GIVEN PASSAGE:
The clinician's style in a group visit is more facilitative than in the usual office visit. When someone asks a question, the clinician first asks other patients how they might answer the question. The clinician may eventually need to answer the question or just affirm the answer given by another patient. No matter what answer or comment patients provide, a thank you is always in order. Diplomatic rephrasing of answers encourages more questions, decreases chances of demeaning the patient, and creates an atmosphere of trust and caring.
The clinician also asks patients to review their "report cards" (sheets of paper with goals, dates, and individual values). Patients are asked what the importance is of reaching hemoglobin A1c, LDL-cholesterol, and BP goals and completing a yearly activity such as an eye examination. Individual patients are then asked about their goal achievement. If numbers are not at goal, the patient is asked whether he would like to achieve goal and if so what option he would choose. This makes the patient, not the physician, accountable for the results.
The group can also be asked whether they faced a similar situation and how they handled it. Nutrition and physical activity are always part of the solution, but a change in medication may be needed. An example may be a gradual rise in hemoglobin after one medication has been A1c used for a prolonged period. Other patients are asked if they have had a similar experience. If they have, they are asked to share how they addressed this issue. This usually opens a discussion about additional medications and increased attention to nutrition and physical activity. A prescription for additional medication can be written at that time. Questions and answers about that medication may follow. The physician asks the nurse or medical assistant to write the prescription that will be signed at the end of the group visit. Involving the other patients in the discussion and asking for their suggestions creates a positive atmosphere for the group visits.

EXTRACTED DATA:
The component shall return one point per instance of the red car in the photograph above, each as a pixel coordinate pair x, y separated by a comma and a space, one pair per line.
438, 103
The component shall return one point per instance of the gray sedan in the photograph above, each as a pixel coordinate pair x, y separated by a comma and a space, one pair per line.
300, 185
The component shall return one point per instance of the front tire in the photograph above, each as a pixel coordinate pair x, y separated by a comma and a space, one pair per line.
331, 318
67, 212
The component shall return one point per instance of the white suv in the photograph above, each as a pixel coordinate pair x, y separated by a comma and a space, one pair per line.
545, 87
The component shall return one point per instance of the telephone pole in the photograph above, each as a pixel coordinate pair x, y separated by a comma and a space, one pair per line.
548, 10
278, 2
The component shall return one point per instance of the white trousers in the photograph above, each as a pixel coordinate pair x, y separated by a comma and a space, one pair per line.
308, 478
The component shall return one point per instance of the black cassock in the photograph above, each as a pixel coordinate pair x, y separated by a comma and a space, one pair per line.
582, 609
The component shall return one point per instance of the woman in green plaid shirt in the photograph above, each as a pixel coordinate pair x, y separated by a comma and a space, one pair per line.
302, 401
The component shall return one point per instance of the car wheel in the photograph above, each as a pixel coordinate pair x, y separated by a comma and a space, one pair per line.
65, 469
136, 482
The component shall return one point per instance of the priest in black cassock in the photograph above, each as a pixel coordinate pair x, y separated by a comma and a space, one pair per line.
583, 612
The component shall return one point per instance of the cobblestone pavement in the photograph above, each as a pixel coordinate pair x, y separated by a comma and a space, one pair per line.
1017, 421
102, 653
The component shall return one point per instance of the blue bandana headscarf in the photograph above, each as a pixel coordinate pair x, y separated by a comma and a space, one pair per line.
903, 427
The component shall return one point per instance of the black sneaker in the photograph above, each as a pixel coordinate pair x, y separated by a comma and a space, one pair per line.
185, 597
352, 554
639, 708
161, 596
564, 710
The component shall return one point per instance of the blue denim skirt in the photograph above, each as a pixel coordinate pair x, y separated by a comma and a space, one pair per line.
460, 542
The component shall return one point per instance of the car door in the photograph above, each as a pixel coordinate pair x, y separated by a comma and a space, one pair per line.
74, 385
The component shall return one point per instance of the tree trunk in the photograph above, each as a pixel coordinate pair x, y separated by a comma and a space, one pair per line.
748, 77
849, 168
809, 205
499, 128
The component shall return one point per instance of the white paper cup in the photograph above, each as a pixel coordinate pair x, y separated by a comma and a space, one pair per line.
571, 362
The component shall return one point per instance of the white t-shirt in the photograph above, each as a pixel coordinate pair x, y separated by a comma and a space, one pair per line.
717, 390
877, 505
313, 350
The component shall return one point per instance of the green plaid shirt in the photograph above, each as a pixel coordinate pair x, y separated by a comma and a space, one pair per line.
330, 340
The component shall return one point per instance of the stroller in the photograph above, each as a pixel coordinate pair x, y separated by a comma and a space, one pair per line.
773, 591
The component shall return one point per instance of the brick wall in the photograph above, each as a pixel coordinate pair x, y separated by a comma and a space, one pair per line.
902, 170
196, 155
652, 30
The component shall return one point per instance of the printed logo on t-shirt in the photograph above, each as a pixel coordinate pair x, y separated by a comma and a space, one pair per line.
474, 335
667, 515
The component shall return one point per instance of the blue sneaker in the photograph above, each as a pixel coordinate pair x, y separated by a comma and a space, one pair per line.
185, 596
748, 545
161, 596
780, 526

ACTIVITY: Please extend the passage about how clinicians run group visits, continuing from its last sentence.

TASK ANSWER:
Patients will bring up multiple issues that create opportunities for fruitful discussions. Questions may arise about sensitive issues, such as erectile dysfunction and emotional problems. Most of the time the group will provide excellent suggestions if given the opportunity. An example may be a patient who says he "feels he is going to die." Handling this in the examination room one-on-one is different from in the group setting. Asking other patients if they have or had similar feelings validates the feeling. Solutions for addressing the feeling can be shared. This forms the background for the physician to address the fear or myth that created the feeling.
An example arose during a discussion of foot examinations. One patient began to cry and said she was afraid the numbness in her feet would lead to her death because her father had a similar problem, required an amputation, and died 6 months later. The group reassured her that it would not happen if she did a better job of "getting her numbers under control." She then asked the physician how she could do that. The group again told her about nutrition, physical activity, and medications. She did require a medication adjustment. In the past, she had great difficulty in controlling her numbers, but after this group visit, she made a dramatic turnaround in her care and now has all of her numbers at goal.
Our job is to create and atmosphere of trust and a feeling that "you can do it." Most patients do not believe they can control their diabetes, and our job is to empower them to take control.